**REQUIREMENTS**
How many lines in the records below contain the string "stone"? Treat uppercase and lowercase as different, and reply with the number alone.
+ + +
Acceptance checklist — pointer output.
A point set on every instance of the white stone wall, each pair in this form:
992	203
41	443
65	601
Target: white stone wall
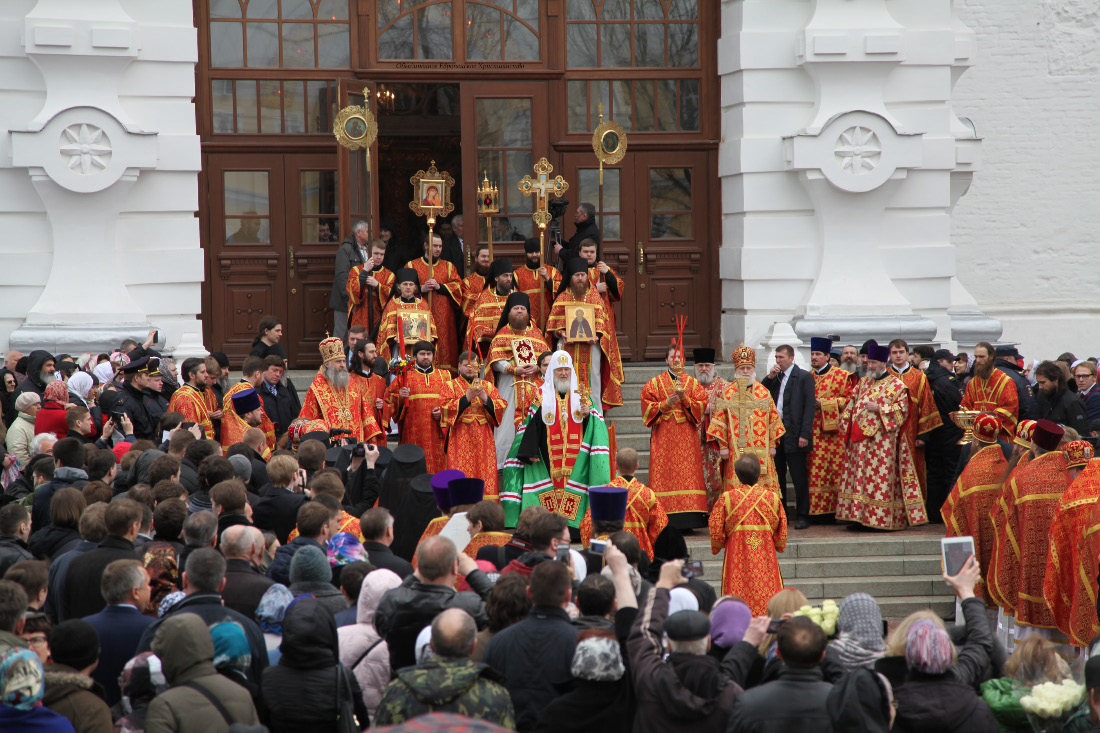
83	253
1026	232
+ + +
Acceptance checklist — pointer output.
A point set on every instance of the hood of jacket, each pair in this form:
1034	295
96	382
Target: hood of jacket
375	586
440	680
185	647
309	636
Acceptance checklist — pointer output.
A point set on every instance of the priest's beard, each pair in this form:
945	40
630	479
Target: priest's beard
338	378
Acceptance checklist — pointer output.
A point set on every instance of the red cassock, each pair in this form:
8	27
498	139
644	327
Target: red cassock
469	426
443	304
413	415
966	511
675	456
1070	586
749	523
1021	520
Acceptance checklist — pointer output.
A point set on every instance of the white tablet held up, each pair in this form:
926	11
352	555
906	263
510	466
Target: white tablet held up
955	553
+ + +
**COMPLETE OUTPUT**
2